━━━ Supplied material ━━━
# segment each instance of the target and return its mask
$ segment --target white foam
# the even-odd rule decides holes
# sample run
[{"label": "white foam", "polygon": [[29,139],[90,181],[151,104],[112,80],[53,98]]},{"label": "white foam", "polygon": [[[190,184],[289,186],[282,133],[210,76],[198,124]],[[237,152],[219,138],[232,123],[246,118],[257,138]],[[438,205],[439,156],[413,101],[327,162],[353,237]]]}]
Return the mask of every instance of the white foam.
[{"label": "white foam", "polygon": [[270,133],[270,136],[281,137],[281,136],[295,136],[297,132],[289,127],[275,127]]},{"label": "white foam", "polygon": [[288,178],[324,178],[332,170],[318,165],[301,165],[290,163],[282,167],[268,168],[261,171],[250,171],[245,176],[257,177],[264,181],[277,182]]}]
━━━
Written instruction: Retype all of the lines above exactly as they appear.

Reply to the exercise:
# segment each instance of the target and return its mask
$ segment --target white foam
# the even-odd rule decides holes
# sample run
[{"label": "white foam", "polygon": [[29,139],[90,181],[151,104],[112,80],[53,98]]},{"label": "white foam", "polygon": [[[190,184],[289,186],[282,133],[210,76],[198,124]],[[237,152],[219,138],[232,123],[246,118],[257,138]],[[438,205],[439,156],[413,101],[327,162],[353,237]]]}]
Return the mask of every instance of the white foam.
[{"label": "white foam", "polygon": [[270,133],[270,136],[281,137],[281,136],[295,136],[297,132],[289,127],[275,127]]},{"label": "white foam", "polygon": [[288,178],[324,178],[332,170],[318,165],[301,165],[290,163],[282,167],[268,168],[261,171],[250,171],[245,176],[257,177],[264,181],[277,182]]}]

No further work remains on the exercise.